WHAT THE TASK REQUIRES | Copy every line of the entries below word for word, leaving out the pictures.

DATA LINES |
════════════════

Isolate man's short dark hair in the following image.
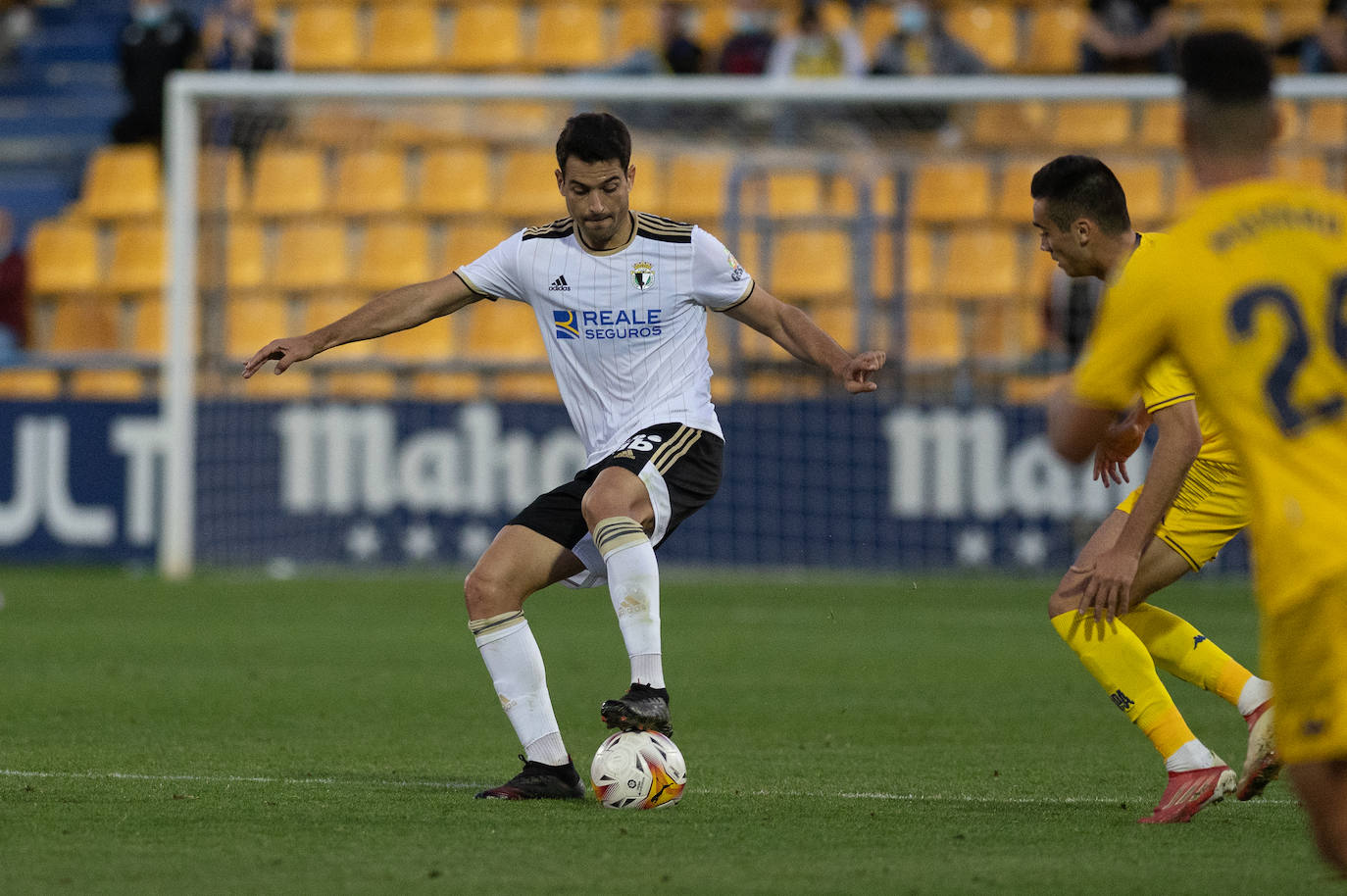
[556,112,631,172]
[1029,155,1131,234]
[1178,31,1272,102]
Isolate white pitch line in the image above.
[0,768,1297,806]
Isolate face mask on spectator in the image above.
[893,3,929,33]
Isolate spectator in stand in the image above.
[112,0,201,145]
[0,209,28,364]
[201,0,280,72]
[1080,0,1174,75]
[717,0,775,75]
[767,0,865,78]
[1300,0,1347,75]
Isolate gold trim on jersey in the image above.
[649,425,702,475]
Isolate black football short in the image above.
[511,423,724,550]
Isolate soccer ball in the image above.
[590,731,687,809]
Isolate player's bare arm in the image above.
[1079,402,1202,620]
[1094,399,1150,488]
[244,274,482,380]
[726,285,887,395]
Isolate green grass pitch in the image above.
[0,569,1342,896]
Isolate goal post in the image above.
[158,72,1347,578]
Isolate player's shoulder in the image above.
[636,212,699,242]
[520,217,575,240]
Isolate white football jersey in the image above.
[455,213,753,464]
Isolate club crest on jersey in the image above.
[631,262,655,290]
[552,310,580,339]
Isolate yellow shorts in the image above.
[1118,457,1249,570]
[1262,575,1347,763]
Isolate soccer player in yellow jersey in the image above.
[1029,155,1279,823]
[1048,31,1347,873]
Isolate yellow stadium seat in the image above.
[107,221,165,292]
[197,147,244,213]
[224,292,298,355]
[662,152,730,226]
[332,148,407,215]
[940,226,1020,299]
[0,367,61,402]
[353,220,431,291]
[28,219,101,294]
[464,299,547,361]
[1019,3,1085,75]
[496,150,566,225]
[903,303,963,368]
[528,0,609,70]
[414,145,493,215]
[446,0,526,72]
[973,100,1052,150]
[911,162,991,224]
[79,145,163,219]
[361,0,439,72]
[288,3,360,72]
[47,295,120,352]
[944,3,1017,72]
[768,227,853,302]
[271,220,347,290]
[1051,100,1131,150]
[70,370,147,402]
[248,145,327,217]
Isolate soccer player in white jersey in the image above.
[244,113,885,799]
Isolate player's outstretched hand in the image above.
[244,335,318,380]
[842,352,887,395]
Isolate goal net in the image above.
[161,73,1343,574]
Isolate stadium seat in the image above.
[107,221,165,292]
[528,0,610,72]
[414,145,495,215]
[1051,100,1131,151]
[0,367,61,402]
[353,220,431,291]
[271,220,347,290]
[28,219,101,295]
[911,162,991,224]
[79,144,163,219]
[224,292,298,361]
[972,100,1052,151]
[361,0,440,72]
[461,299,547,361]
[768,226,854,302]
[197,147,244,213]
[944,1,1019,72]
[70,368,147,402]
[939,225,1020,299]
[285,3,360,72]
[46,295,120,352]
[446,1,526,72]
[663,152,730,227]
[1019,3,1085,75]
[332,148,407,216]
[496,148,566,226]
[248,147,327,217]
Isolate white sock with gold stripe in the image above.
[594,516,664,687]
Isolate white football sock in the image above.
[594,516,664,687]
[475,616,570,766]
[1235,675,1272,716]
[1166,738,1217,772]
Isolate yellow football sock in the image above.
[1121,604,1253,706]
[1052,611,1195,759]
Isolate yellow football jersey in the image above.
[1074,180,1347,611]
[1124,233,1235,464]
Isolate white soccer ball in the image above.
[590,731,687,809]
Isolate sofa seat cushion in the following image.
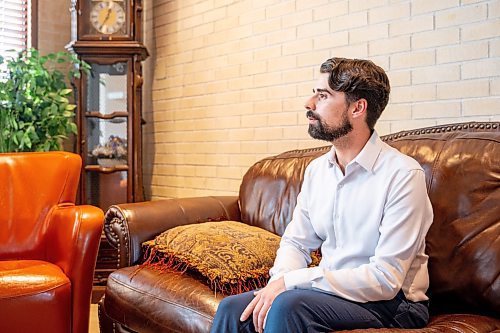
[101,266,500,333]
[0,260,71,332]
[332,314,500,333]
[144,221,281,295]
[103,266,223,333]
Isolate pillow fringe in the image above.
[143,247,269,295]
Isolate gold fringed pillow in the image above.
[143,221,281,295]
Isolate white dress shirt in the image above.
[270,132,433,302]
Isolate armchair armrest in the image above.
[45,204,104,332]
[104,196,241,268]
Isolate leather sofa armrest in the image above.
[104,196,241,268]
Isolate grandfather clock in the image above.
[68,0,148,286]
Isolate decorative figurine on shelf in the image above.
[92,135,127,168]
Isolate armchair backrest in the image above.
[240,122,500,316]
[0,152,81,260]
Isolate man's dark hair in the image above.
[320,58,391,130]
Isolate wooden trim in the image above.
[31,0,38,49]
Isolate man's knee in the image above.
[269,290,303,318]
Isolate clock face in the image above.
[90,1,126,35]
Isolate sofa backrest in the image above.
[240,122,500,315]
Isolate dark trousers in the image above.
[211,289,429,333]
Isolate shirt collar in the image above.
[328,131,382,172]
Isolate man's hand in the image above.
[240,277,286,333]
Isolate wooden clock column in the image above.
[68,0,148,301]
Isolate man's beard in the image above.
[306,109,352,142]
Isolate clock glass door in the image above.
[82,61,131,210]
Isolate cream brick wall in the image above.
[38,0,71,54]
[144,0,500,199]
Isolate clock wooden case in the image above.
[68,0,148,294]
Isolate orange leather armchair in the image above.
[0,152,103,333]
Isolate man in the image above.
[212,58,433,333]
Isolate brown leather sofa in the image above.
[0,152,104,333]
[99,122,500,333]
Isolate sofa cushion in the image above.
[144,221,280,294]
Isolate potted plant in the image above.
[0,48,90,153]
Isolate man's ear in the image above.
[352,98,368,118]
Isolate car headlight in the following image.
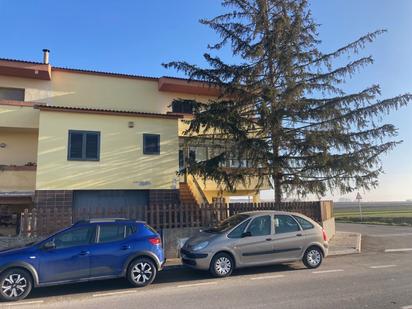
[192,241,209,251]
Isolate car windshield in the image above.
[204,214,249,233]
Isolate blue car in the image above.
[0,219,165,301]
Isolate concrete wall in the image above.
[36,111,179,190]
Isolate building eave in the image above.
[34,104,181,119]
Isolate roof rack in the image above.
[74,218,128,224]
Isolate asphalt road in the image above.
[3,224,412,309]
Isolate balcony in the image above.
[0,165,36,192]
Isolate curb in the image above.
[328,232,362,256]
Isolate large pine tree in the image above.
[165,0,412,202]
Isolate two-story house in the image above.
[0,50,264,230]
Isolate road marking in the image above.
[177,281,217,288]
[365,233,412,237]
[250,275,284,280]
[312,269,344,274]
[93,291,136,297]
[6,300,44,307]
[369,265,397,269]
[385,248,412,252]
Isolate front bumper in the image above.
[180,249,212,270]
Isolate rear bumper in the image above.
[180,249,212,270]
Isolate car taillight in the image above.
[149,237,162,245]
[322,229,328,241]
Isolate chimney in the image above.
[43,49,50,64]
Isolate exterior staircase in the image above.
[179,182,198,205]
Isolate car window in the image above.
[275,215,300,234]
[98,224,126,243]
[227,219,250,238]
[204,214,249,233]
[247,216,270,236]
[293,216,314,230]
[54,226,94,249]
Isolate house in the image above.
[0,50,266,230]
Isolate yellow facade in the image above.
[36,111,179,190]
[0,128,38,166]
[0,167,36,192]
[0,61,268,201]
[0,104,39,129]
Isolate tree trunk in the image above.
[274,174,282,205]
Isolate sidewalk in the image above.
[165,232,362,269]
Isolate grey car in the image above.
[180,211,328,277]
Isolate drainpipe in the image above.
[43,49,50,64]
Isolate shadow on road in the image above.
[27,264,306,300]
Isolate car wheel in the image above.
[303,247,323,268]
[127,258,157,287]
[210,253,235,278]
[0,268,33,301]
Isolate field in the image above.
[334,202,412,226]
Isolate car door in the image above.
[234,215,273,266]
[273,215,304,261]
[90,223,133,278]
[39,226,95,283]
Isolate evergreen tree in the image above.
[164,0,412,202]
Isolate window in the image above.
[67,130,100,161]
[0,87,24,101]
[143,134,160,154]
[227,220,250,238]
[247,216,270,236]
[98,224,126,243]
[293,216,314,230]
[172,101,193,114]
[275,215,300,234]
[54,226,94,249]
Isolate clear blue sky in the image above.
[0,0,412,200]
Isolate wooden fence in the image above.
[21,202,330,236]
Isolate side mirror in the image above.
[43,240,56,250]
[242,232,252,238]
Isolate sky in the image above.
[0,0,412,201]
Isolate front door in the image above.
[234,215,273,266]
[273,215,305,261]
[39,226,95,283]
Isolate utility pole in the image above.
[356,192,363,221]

════════════════

EXERCISE OUTPUT |
Isolate man's short dark hair in the following image.
[556,112,631,172]
[1029,155,1131,234]
[1178,31,1272,102]
Isolate white pitch line in the image above.
[0,768,1297,806]
Isolate face mask on spectator in the image above.
[893,3,929,33]
Isolate spectator in stand in the image above.
[112,0,201,145]
[0,209,28,364]
[201,0,280,72]
[1080,0,1174,75]
[717,0,775,75]
[767,0,865,78]
[1300,0,1347,75]
Isolate gold trim on jersey in the image above.
[649,425,702,475]
Isolate black football short in the image above.
[511,423,724,550]
Isolate soccer ball in the image above.
[590,731,687,809]
Isolate player's bare arm in the image above.
[1079,402,1202,620]
[1094,399,1150,488]
[244,274,482,380]
[726,285,887,395]
Isolate green grass pitch in the image above.
[0,569,1342,896]
Isolate goal post in the image above.
[158,72,1347,578]
Isolate player's shoulder in the image above.
[636,212,699,242]
[520,217,575,240]
Isolate white football jersey in the image above.
[455,213,753,464]
Isolate club crest on jersey in the image above.
[631,262,655,290]
[552,310,580,339]
Isolate yellow shorts in the image above.
[1118,457,1249,570]
[1262,575,1347,763]
Isolate soccer player in yellow jersey in the image above.
[1029,155,1279,823]
[1048,31,1347,873]
Isolate yellow stadium seat in the image above.
[107,221,165,292]
[197,147,244,213]
[224,292,298,355]
[662,152,730,226]
[332,148,407,215]
[940,226,1020,299]
[0,367,61,402]
[353,220,431,291]
[28,219,101,294]
[464,299,547,361]
[1019,3,1085,75]
[496,150,566,225]
[903,303,963,368]
[528,0,609,70]
[414,145,493,215]
[446,0,526,72]
[973,100,1052,150]
[911,162,991,224]
[79,145,163,219]
[361,0,439,72]
[288,3,360,72]
[47,295,120,352]
[944,3,1017,72]
[768,227,853,302]
[271,220,347,290]
[1051,100,1131,150]
[70,370,147,402]
[248,145,327,217]
Isolate soccer player in white jersey in the image above.
[244,113,885,799]
Isolate player's outstretched hand in the image above.
[244,335,318,380]
[842,352,887,395]
Isolate goal net in the image above.
[161,73,1343,574]
Isolate stadium seat in the image above.
[107,221,165,292]
[528,0,610,72]
[414,145,495,215]
[1051,100,1131,151]
[0,367,61,402]
[353,220,431,291]
[271,220,347,290]
[28,219,101,295]
[911,162,991,224]
[79,144,163,219]
[224,292,298,361]
[972,100,1052,151]
[361,0,440,72]
[461,299,547,361]
[768,226,854,302]
[197,147,244,213]
[944,1,1019,72]
[70,368,147,402]
[939,225,1020,299]
[285,3,360,72]
[46,295,120,352]
[446,1,526,72]
[663,152,730,227]
[1019,3,1085,75]
[332,148,407,216]
[496,148,566,226]
[248,147,327,217]
Isolate white sock with gold stripe in the image above.
[594,516,664,687]
Isolate white football sock in the image above.
[594,516,664,687]
[475,616,570,766]
[1235,675,1272,716]
[1166,738,1217,772]
Isolate yellow football sock in the image above.
[1121,604,1253,706]
[1052,611,1195,759]
Isolate yellow football jersey in the image above.
[1074,180,1347,611]
[1124,233,1235,464]
Isolate white soccer ball in the image above.
[590,731,687,809]
Isolate sofa seat cushion in the following image.
[101,266,500,333]
[0,260,71,332]
[332,314,500,333]
[144,221,281,295]
[103,266,223,333]
Isolate pillow fringe in the image above.
[143,247,269,295]
Isolate gold fringed pillow in the image above.
[143,221,281,295]
Isolate white dress shirt in the image above.
[270,132,433,302]
Isolate armchair armrest in the image above.
[45,204,104,332]
[104,196,241,268]
Isolate leather sofa armrest in the image above.
[104,196,241,268]
Isolate grandfather clock in the image above.
[68,0,148,286]
Isolate decorative figurine on shelf in the image above.
[92,135,127,168]
Isolate armchair backrest in the image above.
[240,122,500,316]
[0,152,81,260]
Isolate man's dark hair in the image above.
[320,58,391,130]
Isolate wooden trim in the image above.
[31,0,38,49]
Isolate man's knee in the image above.
[269,290,303,318]
Isolate clock face in the image above.
[90,1,126,35]
Isolate sofa backrest in the image above.
[240,122,500,315]
Isolate dark trousers in the image above.
[211,289,429,333]
Isolate shirt collar in the image above.
[328,131,382,172]
Isolate man's hand in the image above.
[240,277,286,333]
Isolate wooden clock column in the image above.
[68,0,148,301]
Isolate man's beard in the image above.
[306,109,352,142]
Isolate clock glass door in the image above.
[82,61,131,210]
Isolate cream brick wall in the image above.
[38,0,71,54]
[144,0,500,199]
Isolate clock wooden case in the image above.
[68,0,148,294]
Isolate orange leather armchair in the image above.
[0,152,103,333]
Isolate man in the image above.
[212,58,433,333]
Isolate brown leather sofa in the image above.
[0,152,104,333]
[99,122,500,333]
Isolate sofa cushion in the image above.
[144,221,280,294]
Isolate potted plant in the image above.
[0,48,90,153]
Isolate man's ear in the image above.
[352,98,368,118]
Isolate car headlight in the following image.
[192,241,209,251]
Isolate car windshield in the image above.
[204,214,249,233]
Isolate blue car in the image above.
[0,219,165,301]
Isolate concrete wall in the image above.
[36,111,179,190]
Isolate building eave in the image above.
[34,104,181,119]
Isolate roof rack in the image above.
[74,218,128,224]
Isolate asphalt road in the image above.
[3,224,412,309]
Isolate balcony in the image above.
[0,165,36,192]
Isolate curb in the image above.
[328,232,362,256]
Isolate large pine tree in the image above.
[165,0,412,202]
Isolate two-story house in the image above.
[0,50,264,230]
Isolate road marking in the image above.
[177,281,217,288]
[365,233,412,237]
[250,275,284,280]
[312,269,344,274]
[93,291,136,297]
[6,300,44,307]
[369,265,397,269]
[385,248,412,252]
Isolate front bumper in the image above.
[180,249,212,270]
Isolate rear bumper in the image above.
[180,249,212,270]
Isolate car taillight in the image above.
[149,237,162,245]
[322,229,328,241]
Isolate chimney in the image above.
[43,49,50,64]
Isolate exterior staircase in the image above.
[179,182,198,205]
Isolate car window in the image above.
[275,215,300,234]
[98,224,126,243]
[227,219,250,238]
[204,214,249,233]
[247,216,270,236]
[293,216,314,230]
[54,226,94,249]
Isolate house in the image above.
[0,50,266,230]
Isolate yellow facade in the image above.
[36,111,179,190]
[0,128,38,166]
[0,167,36,192]
[0,61,268,201]
[0,104,39,129]
Isolate tree trunk in the image above.
[274,174,282,205]
Isolate sidewalk in the image above.
[165,232,362,269]
Isolate grey car in the image above.
[180,211,328,277]
Isolate drainpipe in the image above.
[43,49,50,64]
Isolate shadow on road in the image above.
[27,264,306,300]
Isolate car wheel in the image above.
[303,247,323,268]
[127,258,157,287]
[210,253,235,278]
[0,268,33,301]
Isolate field in the image above.
[334,202,412,226]
Isolate car door in the image above.
[234,215,273,266]
[273,215,304,261]
[90,223,133,278]
[39,226,95,283]
Isolate evergreen tree in the image above.
[164,0,412,202]
Isolate window in the image above.
[67,130,100,161]
[0,87,24,101]
[143,134,160,154]
[227,220,250,238]
[247,216,270,236]
[98,224,126,243]
[293,216,314,230]
[172,101,193,114]
[275,215,300,234]
[54,226,94,249]
Isolate clear blue sky in the image above.
[0,0,412,200]
Isolate wooden fence in the image above.
[21,202,330,236]
Isolate side mirror in the image above.
[43,240,56,250]
[242,232,252,238]
Isolate sky in the image above.
[0,0,412,201]
Isolate front door in the image above.
[234,215,273,266]
[273,215,305,261]
[39,226,95,283]
Isolate utility pole in the image above.
[356,192,363,221]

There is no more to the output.